Ильин раньше многих сумел распознать подлинное лицо нацизма. В 1934 г., через полгода после прихода Гитлера к власти, за отказ вести преподавание согласно партийной программой национал-социалистов философ был удален из Института. Гестапо наложило арест на все его печатные труды и запретило ему публичные выступления. Лишившись источника существования, Иван Александрович решил покинуть Германию и переехать в Швейцарию. С трудом получив визы для себя и своей жены, Ильины уехали в Цюрих. Но и в Швейцарии Ильину была запрещена политическая деятельность.

Гражданин России

Архимандрит Константин писал, что вклад Ильина в сокровищницу русской культуры определяется не только своей громадностью, но и тем, что «за всем этим богатством стоит непоколебимая воля. Мыслитель по образованию, талантам, вкусам, воспитанию, профессии, Иван Александрович одновременно был гражданином. И не в том смысле, что он способен отвлечься от работы мысли, чтобы взять за меч или хотя бы выйти на площадь, а в том, что саму свою мысль он сознательно, убежденно, последовательно и неуклонно ставил на службу гражданского долга».

Иван Ильин написал более 30 книг по философии, истории политических учений, по вопросам религии, культуры и политики. Важное место в его творческом наследии занимает книга «Наши задачи», своеобразный манифест русской идеи и русского патриотизма. Она возникла из отдельных «пропагандистских» статей, которые печатались на ротаторе небольшим тиражом без подписи только для единомышленников. Получатели их размножали и рассылали друзьям. Их сборник с именем автора был издан уже после смерти Ильина в Париже, а в России его напечатали только в 1991 году.

«Какистократия»

«И вот, — описывал трагические последствия 19 17 года Иван Ильин, — преступный мир покинул тюрьмы, освобождая их для „контрреволюционеров“, — и привычные жители тюрем влились в революцию. Уголовные, принимавшие коммунистическую программу, быстро и легко врастали в партию и, особенно, в Чеку, уголовные, желавшие грабить самовольно, вне революционной дисциплины, арестовывались и расстреливались… Так возник этот режим: разбойники стали чиновниками, а чиновники — разбойниками».

«Судьба русских людей двадцатого века, — беспримерна по своей тягости, — отмечает философ. — Впервые в истории мобилизовались такие силы зла, впервые изобретены приемы такого террора, компрометирующего самое здоровое начало государственности, впервые создан заговор такого интернационального охвата, такого подрыва, такой злодейской меткости, такой неисчерпаемой одержимости».

★ ★ ★ ★ ★

* _Задание A_
Согласуются ли с текстом об Иване Ильине следующие утверждения: (i) в Швейцарии Ильину разрешили заниматься политической деятельностью; (ii) книга «Наши задачи» была напечатана в России в 1991 году; (iii) статьи, из которых возникла книга «Наши задачи», печатались с подписью автора? На каждое ответьте «да» или «нет» и приведите решающие слова текста дословно.
* _Задание B_
Продолжите текст об Иване Ильине с того места, где он заканчивается.

* _Перечень строк_
★ ★ ★ ★ ★

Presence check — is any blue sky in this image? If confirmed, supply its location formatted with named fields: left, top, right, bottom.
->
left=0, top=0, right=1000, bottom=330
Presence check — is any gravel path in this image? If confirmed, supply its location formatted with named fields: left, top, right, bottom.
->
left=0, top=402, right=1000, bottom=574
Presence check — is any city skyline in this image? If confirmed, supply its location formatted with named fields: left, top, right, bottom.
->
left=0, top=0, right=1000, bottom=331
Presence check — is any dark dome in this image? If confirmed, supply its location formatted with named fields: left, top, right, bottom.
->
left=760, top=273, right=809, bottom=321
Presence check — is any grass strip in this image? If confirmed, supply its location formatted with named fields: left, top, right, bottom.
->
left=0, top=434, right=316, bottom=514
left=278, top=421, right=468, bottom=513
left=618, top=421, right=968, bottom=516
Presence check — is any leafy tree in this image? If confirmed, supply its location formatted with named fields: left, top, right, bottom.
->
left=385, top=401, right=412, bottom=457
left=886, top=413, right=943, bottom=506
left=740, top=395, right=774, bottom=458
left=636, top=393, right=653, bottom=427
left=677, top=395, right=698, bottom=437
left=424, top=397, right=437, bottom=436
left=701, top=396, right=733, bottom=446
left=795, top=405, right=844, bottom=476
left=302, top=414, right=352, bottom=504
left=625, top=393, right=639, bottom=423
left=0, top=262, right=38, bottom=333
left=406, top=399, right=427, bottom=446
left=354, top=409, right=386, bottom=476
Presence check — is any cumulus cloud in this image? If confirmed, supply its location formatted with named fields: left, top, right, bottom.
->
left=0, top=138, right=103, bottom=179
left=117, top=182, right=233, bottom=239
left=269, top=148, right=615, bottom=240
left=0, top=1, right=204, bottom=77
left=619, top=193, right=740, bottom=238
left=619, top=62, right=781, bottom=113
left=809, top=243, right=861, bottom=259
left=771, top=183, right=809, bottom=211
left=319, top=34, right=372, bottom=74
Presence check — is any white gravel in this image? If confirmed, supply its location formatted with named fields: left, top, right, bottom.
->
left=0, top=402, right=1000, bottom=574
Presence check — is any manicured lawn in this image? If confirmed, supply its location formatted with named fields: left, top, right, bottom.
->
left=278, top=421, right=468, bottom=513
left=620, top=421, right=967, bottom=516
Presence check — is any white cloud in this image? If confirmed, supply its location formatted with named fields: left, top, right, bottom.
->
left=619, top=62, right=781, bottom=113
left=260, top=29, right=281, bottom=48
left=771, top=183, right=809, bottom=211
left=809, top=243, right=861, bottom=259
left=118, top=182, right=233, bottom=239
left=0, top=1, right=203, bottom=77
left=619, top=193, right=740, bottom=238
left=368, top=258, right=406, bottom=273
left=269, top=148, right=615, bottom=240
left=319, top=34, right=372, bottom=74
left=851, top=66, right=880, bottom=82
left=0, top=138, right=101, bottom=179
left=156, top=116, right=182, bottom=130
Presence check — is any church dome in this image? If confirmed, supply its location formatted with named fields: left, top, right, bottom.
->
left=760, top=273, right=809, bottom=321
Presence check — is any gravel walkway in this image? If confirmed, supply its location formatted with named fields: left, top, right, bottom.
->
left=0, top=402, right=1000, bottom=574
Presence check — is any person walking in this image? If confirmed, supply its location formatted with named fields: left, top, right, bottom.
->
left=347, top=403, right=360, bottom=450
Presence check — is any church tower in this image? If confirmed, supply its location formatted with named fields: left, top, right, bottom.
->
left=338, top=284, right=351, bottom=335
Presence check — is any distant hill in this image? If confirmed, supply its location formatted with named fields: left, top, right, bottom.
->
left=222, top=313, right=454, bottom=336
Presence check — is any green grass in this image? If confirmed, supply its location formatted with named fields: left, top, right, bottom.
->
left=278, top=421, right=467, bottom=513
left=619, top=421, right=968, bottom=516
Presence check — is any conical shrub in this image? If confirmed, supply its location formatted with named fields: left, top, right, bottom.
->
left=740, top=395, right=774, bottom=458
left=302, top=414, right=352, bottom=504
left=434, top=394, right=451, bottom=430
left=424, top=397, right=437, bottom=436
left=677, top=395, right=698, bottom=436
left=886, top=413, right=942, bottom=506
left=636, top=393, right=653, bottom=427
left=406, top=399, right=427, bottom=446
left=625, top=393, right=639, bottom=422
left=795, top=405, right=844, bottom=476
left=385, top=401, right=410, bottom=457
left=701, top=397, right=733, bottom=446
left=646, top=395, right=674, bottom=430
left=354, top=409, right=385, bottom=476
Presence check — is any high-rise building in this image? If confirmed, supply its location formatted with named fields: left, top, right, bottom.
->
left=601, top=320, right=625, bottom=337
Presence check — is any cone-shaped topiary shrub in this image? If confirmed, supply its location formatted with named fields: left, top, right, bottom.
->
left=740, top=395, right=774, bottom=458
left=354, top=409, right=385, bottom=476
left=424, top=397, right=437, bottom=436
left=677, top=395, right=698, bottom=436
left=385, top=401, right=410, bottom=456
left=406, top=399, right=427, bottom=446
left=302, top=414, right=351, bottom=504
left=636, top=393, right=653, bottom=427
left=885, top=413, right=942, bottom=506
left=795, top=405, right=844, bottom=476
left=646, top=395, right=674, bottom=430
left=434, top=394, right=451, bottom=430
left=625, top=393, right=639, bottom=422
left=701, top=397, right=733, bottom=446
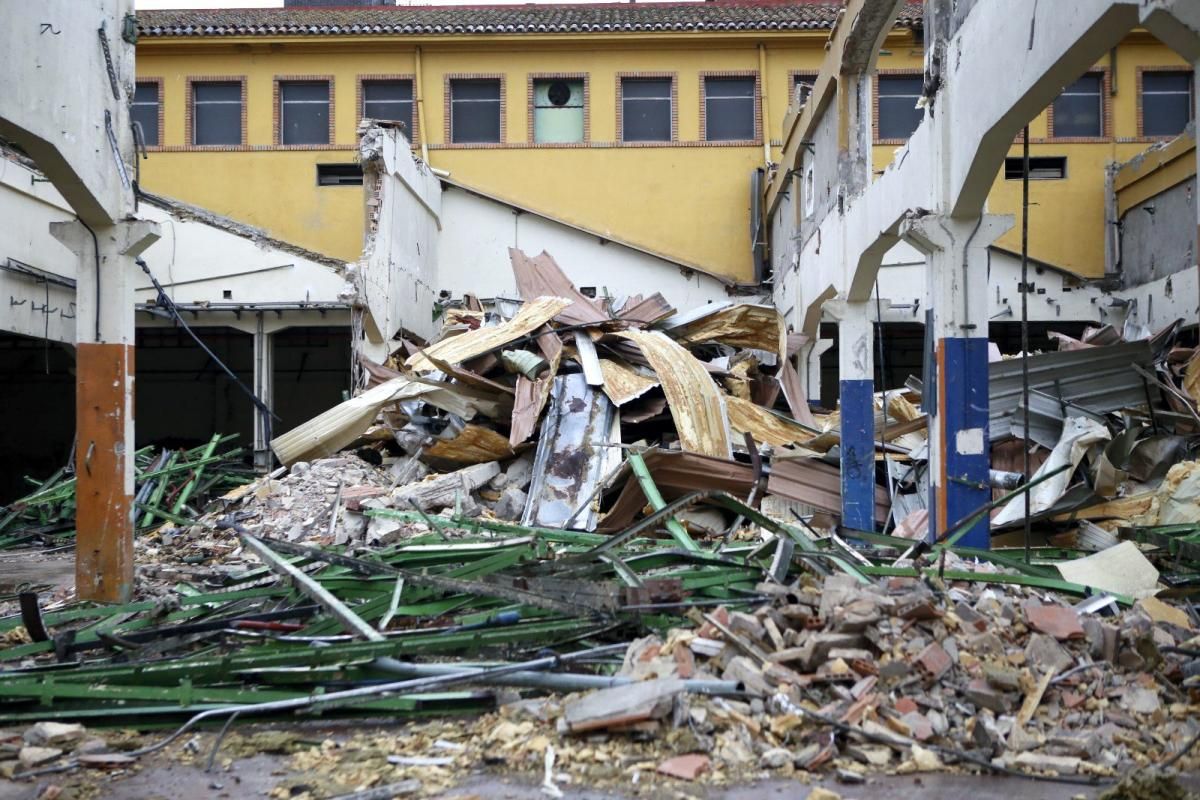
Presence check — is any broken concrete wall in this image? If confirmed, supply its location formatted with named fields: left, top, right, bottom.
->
left=1120, top=178, right=1196, bottom=285
left=354, top=125, right=442, bottom=350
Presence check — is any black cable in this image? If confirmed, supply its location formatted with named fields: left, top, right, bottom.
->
left=133, top=258, right=280, bottom=428
left=79, top=217, right=100, bottom=344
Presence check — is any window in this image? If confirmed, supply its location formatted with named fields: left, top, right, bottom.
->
left=704, top=78, right=756, bottom=142
left=620, top=78, right=672, bottom=142
left=280, top=80, right=329, bottom=144
left=876, top=76, right=925, bottom=140
left=533, top=78, right=583, bottom=144
left=192, top=80, right=241, bottom=145
left=1051, top=72, right=1104, bottom=138
left=792, top=72, right=817, bottom=106
left=450, top=78, right=500, bottom=144
left=1004, top=156, right=1067, bottom=181
left=362, top=80, right=413, bottom=136
left=317, top=164, right=362, bottom=186
left=1141, top=72, right=1195, bottom=137
left=130, top=83, right=160, bottom=148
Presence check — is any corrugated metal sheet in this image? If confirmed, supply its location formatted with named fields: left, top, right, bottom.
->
left=988, top=342, right=1153, bottom=441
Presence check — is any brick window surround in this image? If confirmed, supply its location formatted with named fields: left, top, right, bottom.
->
left=352, top=74, right=421, bottom=148
left=1137, top=65, right=1196, bottom=142
left=182, top=76, right=248, bottom=151
left=271, top=76, right=344, bottom=150
left=442, top=72, right=509, bottom=150
left=525, top=72, right=592, bottom=148
left=136, top=78, right=165, bottom=152
left=700, top=70, right=762, bottom=146
left=1045, top=67, right=1113, bottom=144
left=871, top=70, right=925, bottom=144
left=616, top=72, right=679, bottom=148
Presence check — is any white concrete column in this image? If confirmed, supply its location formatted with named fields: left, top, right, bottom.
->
left=901, top=215, right=1013, bottom=548
left=824, top=300, right=875, bottom=531
left=50, top=221, right=158, bottom=602
left=253, top=312, right=275, bottom=473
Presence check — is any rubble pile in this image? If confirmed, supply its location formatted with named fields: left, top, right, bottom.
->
left=0, top=251, right=1200, bottom=798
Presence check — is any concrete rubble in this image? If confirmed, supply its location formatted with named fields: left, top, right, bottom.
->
left=0, top=251, right=1200, bottom=799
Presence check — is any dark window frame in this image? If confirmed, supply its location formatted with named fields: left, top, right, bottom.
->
left=185, top=76, right=247, bottom=150
left=617, top=72, right=679, bottom=148
left=443, top=72, right=508, bottom=149
left=787, top=70, right=821, bottom=108
left=700, top=71, right=762, bottom=146
left=871, top=70, right=924, bottom=144
left=1004, top=156, right=1070, bottom=181
left=1138, top=66, right=1196, bottom=142
left=526, top=72, right=592, bottom=148
left=355, top=74, right=421, bottom=145
left=317, top=162, right=364, bottom=188
left=1046, top=67, right=1112, bottom=142
left=274, top=76, right=337, bottom=150
left=130, top=78, right=163, bottom=150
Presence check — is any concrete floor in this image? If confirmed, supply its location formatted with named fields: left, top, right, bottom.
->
left=0, top=756, right=1200, bottom=800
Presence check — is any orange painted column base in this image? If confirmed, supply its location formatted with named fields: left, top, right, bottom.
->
left=76, top=343, right=133, bottom=602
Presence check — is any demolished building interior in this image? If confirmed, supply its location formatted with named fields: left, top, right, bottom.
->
left=0, top=0, right=1200, bottom=800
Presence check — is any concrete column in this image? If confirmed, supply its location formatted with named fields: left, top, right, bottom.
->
left=50, top=221, right=158, bottom=602
left=824, top=301, right=875, bottom=531
left=253, top=312, right=275, bottom=473
left=901, top=215, right=1013, bottom=548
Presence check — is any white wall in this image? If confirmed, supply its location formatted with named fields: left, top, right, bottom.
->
left=437, top=184, right=728, bottom=311
left=355, top=126, right=443, bottom=345
left=0, top=0, right=133, bottom=225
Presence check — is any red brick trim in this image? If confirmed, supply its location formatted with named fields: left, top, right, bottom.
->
left=1045, top=67, right=1112, bottom=144
left=271, top=76, right=337, bottom=150
left=448, top=72, right=509, bottom=150
left=354, top=73, right=421, bottom=148
left=871, top=70, right=925, bottom=144
left=700, top=70, right=762, bottom=145
left=426, top=140, right=762, bottom=152
left=1132, top=65, right=1196, bottom=142
left=182, top=76, right=248, bottom=150
left=780, top=70, right=821, bottom=110
left=617, top=72, right=676, bottom=148
left=526, top=72, right=592, bottom=148
left=134, top=78, right=167, bottom=152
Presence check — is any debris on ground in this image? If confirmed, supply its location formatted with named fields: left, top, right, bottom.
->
left=0, top=251, right=1200, bottom=799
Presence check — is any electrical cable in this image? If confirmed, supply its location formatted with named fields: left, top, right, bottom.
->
left=135, top=257, right=280, bottom=420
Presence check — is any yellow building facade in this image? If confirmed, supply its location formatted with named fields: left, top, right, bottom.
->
left=134, top=0, right=1186, bottom=283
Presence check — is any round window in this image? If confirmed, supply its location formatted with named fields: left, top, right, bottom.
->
left=546, top=80, right=571, bottom=106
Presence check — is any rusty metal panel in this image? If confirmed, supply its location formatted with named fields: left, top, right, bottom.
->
left=521, top=374, right=616, bottom=530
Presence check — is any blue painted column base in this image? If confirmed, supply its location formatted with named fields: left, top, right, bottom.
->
left=934, top=337, right=991, bottom=548
left=839, top=379, right=875, bottom=531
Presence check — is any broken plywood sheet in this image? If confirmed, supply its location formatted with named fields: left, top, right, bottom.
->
left=509, top=325, right=563, bottom=447
left=991, top=416, right=1111, bottom=528
left=600, top=359, right=659, bottom=405
left=617, top=331, right=733, bottom=458
left=779, top=357, right=817, bottom=428
left=521, top=374, right=619, bottom=530
left=271, top=378, right=436, bottom=467
left=671, top=303, right=787, bottom=359
left=404, top=296, right=571, bottom=371
left=509, top=247, right=612, bottom=325
left=425, top=425, right=515, bottom=464
left=725, top=397, right=816, bottom=447
left=1055, top=542, right=1158, bottom=599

★ ★ ★ ★ ★

* _Ответ A_
(i) Нет: «Но и в Швейцарии Ильину была запрещена политическая деятельность».
(ii) Да: «в России его напечатали только в 1991 году».
(iii) Нет: «печатались на ротаторе небольшим тиражом без подписи только для единомышленников».

* _Ответ B_
И все-таки Ильин не был сторонником односторонней «теории заговора». «Русский народ, — писал он, — пошел за большевиками в смутных и беспомощных поисках новой справедливости. „Старое“ — казалось ему несправедливым, „новое“ манило его „справедливостью“». Однако, по мнению Ильина, «социализм и коммунизм вообще ведут не к справедливости, а к новому неравенству и что равенство и справедливость совсем не одно и то же», ибо люди неравны от природы. Революционное равнение «вниз» ведет к тому, что худшие люди (карьеристы, симулянты, подхалимы, люди беспринципные, бессовестные, продажные, «ловчилы») выдвигаются вперед и вверх, а лучшие люди задыхаются и терпят всяческое гонение.

«Если „аристос“ значит по-гречески наилучший, а „какистос“ — наихудший, то этот строй может быть по справедливости обозначен как правление наихудших или „какистократия“». Таким изобретенным им термином Ильин определил существовавшую в СССР государственную систему.

Ильин был убежден, что большевизм в России рухнет и только тогда страна может возродиться. Но он с большим сомнением относился к попыткам навязать освободившейся России демократию западного типа и пророчески предсказывал порочность грядущего глобализма. Нет «единого государственного строя», который был бы наилучшим для всех стран и народов, указывал он. «На введении демократии в грядущей России настаивают, во-первых, неосведомленные и лукавые иностранцы, а во-вторых, бывшие российские граждане, ищущие ныне погубления и разложения России… И, — отмечал Ильин, — как часто мы видим, что люди торопятся объявить себя „демократами“ ради признания со стороны недругов России и закулисных субсидий!».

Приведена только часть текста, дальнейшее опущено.